▶ **Required task**: Copy out, word for word, the lines of the records below between the line containing "Scouting task: drop one point on every instance of the green" and the line containing "[(730, 425), (558, 462), (403, 467)]", inclusive.

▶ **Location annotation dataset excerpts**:
------------------------------------------------------------

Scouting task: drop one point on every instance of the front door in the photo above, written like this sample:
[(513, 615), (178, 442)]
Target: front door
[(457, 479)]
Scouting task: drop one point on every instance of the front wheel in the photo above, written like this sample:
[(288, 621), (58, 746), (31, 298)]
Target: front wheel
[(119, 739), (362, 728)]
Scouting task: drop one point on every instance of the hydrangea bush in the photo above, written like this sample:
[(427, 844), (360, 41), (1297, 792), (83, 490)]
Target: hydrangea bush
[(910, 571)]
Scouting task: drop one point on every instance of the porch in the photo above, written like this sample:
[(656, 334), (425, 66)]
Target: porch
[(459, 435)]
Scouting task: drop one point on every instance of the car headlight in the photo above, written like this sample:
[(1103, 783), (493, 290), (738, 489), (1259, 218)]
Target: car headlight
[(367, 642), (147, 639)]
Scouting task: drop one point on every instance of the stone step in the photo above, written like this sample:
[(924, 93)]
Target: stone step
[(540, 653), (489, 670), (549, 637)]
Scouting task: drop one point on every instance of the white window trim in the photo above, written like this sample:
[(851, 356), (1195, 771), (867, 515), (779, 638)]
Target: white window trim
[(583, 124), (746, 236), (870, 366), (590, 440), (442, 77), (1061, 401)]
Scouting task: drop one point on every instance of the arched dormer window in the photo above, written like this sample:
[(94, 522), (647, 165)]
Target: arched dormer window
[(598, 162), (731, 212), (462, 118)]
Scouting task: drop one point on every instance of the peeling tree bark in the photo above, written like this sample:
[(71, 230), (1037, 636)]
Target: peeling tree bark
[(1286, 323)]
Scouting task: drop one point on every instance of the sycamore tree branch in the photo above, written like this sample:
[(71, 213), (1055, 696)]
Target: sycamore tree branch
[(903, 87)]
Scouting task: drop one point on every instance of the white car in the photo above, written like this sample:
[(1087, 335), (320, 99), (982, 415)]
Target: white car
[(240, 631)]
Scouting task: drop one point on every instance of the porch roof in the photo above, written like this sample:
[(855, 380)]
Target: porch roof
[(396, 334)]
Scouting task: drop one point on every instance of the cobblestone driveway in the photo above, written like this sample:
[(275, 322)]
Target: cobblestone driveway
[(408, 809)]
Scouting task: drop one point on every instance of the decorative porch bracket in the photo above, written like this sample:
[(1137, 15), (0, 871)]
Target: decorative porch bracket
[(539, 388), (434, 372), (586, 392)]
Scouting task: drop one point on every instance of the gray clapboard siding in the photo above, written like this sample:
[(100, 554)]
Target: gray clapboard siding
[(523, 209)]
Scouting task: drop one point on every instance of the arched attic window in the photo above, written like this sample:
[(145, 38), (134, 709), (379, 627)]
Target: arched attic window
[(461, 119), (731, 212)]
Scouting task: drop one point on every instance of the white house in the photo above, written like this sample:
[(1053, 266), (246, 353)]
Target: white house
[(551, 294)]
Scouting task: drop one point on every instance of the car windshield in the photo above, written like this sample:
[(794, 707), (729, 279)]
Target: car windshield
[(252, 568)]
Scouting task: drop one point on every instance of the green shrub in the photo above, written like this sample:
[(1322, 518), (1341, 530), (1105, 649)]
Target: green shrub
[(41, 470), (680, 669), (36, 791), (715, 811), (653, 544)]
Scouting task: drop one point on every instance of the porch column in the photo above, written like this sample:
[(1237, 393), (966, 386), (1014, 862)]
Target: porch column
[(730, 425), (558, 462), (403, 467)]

------------------------------------------------------------

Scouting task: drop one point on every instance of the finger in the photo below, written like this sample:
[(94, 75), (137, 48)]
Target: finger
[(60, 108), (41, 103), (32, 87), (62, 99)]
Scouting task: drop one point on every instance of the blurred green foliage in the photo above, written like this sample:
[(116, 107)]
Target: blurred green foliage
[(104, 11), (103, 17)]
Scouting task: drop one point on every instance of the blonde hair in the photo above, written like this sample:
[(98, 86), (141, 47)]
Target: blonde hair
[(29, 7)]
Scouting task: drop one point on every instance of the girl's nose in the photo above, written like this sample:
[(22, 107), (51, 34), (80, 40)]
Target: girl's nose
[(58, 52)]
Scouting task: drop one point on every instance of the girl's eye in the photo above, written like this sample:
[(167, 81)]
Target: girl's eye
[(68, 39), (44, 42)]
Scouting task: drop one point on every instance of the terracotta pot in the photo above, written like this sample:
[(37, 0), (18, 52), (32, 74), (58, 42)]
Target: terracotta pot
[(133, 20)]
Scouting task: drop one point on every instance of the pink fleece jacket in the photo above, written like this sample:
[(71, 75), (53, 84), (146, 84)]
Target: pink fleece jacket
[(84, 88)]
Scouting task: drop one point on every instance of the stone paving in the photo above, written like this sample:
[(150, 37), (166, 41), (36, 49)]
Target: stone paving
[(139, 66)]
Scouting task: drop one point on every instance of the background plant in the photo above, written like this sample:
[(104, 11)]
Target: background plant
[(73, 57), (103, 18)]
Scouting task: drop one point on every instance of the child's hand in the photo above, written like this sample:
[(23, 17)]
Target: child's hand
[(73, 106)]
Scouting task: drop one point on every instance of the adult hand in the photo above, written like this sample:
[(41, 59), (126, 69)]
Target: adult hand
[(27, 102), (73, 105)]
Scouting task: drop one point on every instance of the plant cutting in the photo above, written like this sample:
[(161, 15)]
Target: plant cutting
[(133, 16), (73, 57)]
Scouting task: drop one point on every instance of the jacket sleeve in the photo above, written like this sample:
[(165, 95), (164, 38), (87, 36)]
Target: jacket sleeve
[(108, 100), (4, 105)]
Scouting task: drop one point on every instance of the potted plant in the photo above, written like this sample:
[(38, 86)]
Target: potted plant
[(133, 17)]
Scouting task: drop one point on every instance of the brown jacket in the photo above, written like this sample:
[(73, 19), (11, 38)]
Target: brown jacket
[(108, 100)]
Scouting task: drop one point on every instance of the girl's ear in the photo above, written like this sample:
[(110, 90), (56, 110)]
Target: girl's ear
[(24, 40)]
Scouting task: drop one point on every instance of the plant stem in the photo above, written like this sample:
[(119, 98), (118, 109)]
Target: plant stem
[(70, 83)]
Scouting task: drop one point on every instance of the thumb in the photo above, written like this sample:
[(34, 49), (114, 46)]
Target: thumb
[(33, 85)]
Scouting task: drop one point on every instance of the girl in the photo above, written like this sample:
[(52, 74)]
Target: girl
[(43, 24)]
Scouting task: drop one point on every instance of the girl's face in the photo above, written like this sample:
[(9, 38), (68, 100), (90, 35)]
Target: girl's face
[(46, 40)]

------------------------------------------------------------

▶ **Task response**:
Scouting task: drop one point on every instance of the green shrub in the photo above, written like this sample:
[(1322, 518), (1341, 530), (1105, 649)]
Target: green shrub
[(41, 470), (680, 669), (36, 791), (715, 811), (653, 544)]
Scouting task: drop one point on every instance of the porch column in the photo above, written like this sample:
[(1237, 393), (966, 386), (1014, 862)]
Target: porch column
[(730, 425), (558, 462), (403, 467)]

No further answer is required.